• Direction
According to the post on Second Life's region loss, why does the media's present view of Linden Lab seem ironic to the writer? Answer in one to three sentences.

A real-world explanation of Second Life’s region loss

Linden Lab is the company that everybody who uses its virtual world platform, Second Life, loves to hate. Just have a quick look around the forums and blogs: They’re always rife with whining and conspiracy theories about how it exists only to piss off its customers, “steal their content” etc. Personally, I’ve lost count of all the incidents that have been met with overly dramatic responses from many vocal parts of the user community.

As for the media’s perception of the Lab, Second Life and its users? If you believe the pundits, the Lab is a failed company, Second Life is dead and its (remaining) users are – at best – a mix of maladjusted losers, ranging from perverted zoophiles to /b/tarded script kiddies and from wannabe mall cop/superheroes to obese, basement-dwelling men dressing up their avatars with various versions of the Skank-O-Matic 2000™ uniform.

It all seems so ironic. Back in 2006 and 2007, Linden Lab and  Second Life were the darlings of the media. Even the once quasi-prestigious conservative Greek newspaper “Kathimerini” (which has now reduced itself to Daily Fail levels) ran a big spread on Second Life in the quasi-lifestyle magazine that accompanies its Sunday edition; as a matter of fact, that’s where I first read about Second Life back in September 2006 and started my first account. Second Life was touted as the next big thing. The 3D web; the best place in which to start an account and spend (and also make, if you’re capable enough) money on. His Infallible Holiness Philip Rosedale the Great (pardon my snarky mood, but I’ve never been into personality cults, regardless of whether the deified assholeperson is named Ayn Rand, Steve Jobs, Kim Jong-il or what have you) had dreams of dominating the entire social and creative side of the web – and everyone was playing along with LL’s corporate pipe dream. These days, and with the benefit of 20/20 hindsight, all these interviews and statements have attained “Famous Last Words” status.

As Tyche Shepherd documents, SL’s main source of revenue – ownership of virtual land – has been in steady decline for quite a few years now and this trend doesn’t seem to be changing. Privately-owned regions close, one after the other. High-profile regions either close or are forced to downsize. And user concurrency isn’t what it used to be back in the days of yore. Numerous causes have been proposed: the – admittedly – exorbitant tier; the ToS (bullshit); griefers and “anti-griefer” vigilantes; the controversies regarding rogue viewers and their developers; technical issues like the lack of a mesh deformer, or the greatly belated roll-out of SSA which rendered many viewers obsolete and put some users through the “ordeal” of having to update their client software. But really, what role do these factors play in the ongoing region loss? Can they even be considered as factors that come into play?

• Data provided

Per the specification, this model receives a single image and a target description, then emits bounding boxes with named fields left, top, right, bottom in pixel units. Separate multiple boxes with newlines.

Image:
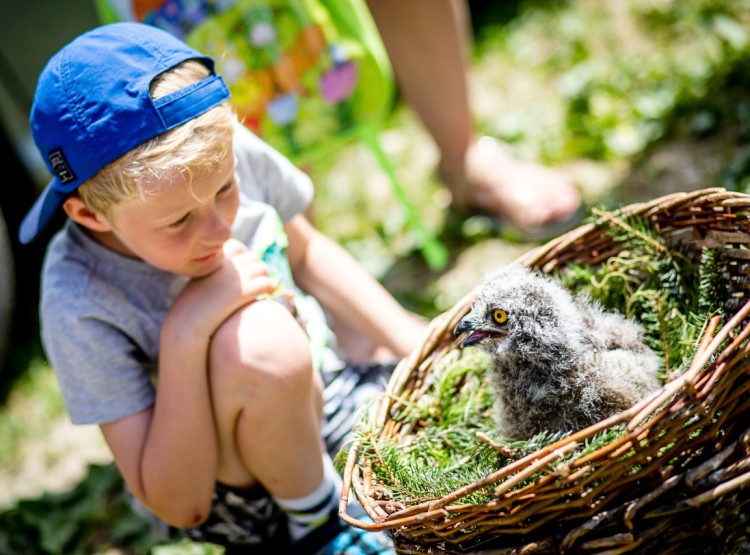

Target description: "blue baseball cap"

left=18, top=23, right=230, bottom=243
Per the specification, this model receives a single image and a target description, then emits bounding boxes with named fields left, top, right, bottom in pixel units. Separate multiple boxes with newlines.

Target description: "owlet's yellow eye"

left=492, top=308, right=508, bottom=324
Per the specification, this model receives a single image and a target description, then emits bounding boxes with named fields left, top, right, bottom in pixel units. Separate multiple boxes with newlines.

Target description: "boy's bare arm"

left=101, top=241, right=274, bottom=527
left=285, top=215, right=427, bottom=357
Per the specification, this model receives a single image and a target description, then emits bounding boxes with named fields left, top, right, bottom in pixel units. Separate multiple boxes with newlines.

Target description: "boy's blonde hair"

left=78, top=60, right=236, bottom=217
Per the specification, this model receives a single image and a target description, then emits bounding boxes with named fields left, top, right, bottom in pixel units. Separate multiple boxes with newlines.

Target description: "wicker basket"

left=340, top=189, right=750, bottom=554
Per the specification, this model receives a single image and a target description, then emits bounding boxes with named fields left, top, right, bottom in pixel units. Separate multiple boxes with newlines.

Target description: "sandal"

left=438, top=137, right=584, bottom=241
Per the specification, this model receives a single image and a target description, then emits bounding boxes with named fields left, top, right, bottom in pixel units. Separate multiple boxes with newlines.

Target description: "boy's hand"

left=165, top=239, right=277, bottom=338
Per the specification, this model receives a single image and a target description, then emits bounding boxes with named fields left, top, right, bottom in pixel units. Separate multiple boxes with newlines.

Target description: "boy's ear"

left=63, top=195, right=112, bottom=232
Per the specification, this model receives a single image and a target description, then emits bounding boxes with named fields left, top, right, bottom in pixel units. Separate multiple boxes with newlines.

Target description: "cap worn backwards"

left=19, top=23, right=229, bottom=243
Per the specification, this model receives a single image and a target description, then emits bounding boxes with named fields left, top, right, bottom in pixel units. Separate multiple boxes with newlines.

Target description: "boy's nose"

left=205, top=210, right=232, bottom=244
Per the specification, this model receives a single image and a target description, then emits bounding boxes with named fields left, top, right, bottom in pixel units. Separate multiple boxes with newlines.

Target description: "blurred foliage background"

left=0, top=0, right=750, bottom=555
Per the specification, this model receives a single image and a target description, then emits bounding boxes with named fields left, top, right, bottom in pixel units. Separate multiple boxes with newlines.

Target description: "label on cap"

left=49, top=148, right=76, bottom=183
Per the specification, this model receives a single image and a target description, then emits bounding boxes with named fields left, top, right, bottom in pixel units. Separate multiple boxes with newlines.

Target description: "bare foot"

left=439, top=137, right=581, bottom=233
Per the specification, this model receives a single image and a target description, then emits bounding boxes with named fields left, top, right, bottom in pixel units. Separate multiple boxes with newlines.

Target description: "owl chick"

left=455, top=267, right=661, bottom=439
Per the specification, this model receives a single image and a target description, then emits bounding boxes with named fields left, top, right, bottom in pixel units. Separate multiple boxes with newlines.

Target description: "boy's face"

left=103, top=149, right=239, bottom=277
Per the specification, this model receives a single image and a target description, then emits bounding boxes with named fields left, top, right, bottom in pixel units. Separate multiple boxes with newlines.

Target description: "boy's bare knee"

left=210, top=301, right=312, bottom=402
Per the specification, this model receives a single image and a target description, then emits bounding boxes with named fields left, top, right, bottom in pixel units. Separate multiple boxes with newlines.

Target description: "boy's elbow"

left=134, top=490, right=211, bottom=528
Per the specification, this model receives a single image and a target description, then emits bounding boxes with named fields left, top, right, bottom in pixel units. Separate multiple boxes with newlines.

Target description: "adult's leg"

left=368, top=0, right=580, bottom=231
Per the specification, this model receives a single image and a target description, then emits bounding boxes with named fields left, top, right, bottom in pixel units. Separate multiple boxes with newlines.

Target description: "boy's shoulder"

left=40, top=222, right=175, bottom=322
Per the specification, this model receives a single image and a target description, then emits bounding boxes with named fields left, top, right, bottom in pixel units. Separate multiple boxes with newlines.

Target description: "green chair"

left=94, top=0, right=447, bottom=269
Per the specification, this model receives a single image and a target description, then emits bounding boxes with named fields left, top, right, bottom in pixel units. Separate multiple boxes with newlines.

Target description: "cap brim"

left=18, top=179, right=70, bottom=245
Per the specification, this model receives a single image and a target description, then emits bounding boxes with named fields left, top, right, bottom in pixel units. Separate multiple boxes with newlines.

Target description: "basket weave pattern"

left=340, top=189, right=750, bottom=554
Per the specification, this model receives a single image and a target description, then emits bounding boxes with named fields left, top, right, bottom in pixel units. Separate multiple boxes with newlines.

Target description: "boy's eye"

left=492, top=308, right=508, bottom=324
left=167, top=212, right=190, bottom=228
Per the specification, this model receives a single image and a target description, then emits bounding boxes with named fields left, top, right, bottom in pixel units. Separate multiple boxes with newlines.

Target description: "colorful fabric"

left=96, top=0, right=393, bottom=162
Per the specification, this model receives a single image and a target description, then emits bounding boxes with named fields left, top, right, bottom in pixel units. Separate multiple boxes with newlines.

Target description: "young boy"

left=20, top=23, right=424, bottom=553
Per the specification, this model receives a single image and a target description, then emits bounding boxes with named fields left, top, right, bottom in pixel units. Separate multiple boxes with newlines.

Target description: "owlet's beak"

left=453, top=314, right=487, bottom=348
left=453, top=312, right=508, bottom=348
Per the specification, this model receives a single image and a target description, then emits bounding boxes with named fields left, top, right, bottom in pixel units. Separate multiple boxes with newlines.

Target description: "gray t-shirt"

left=40, top=125, right=336, bottom=424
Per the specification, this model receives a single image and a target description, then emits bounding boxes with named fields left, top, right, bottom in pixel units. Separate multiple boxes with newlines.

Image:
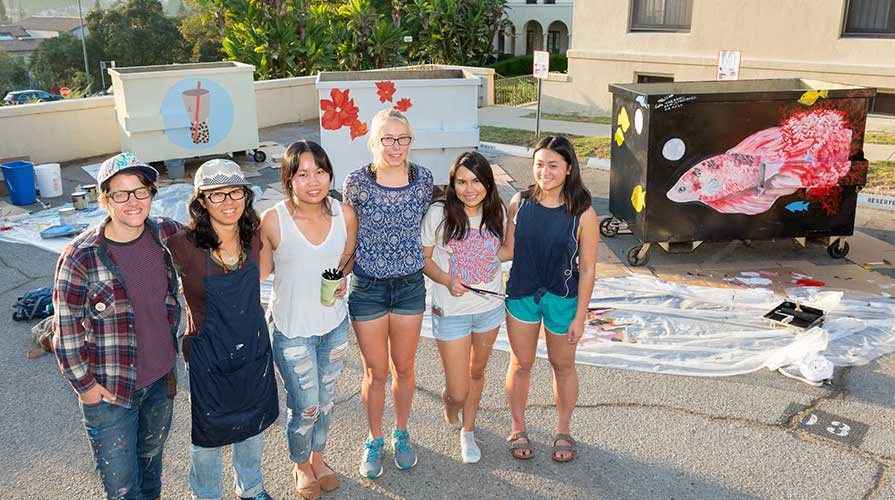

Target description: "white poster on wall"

left=718, top=50, right=740, bottom=80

• Answer
Back in 2006 and 2007, Linden Lab and Second Life were the darlings of the media, and Second Life was touted as the next big thing. Now the pundits call the Lab a failed company and Second Life dead.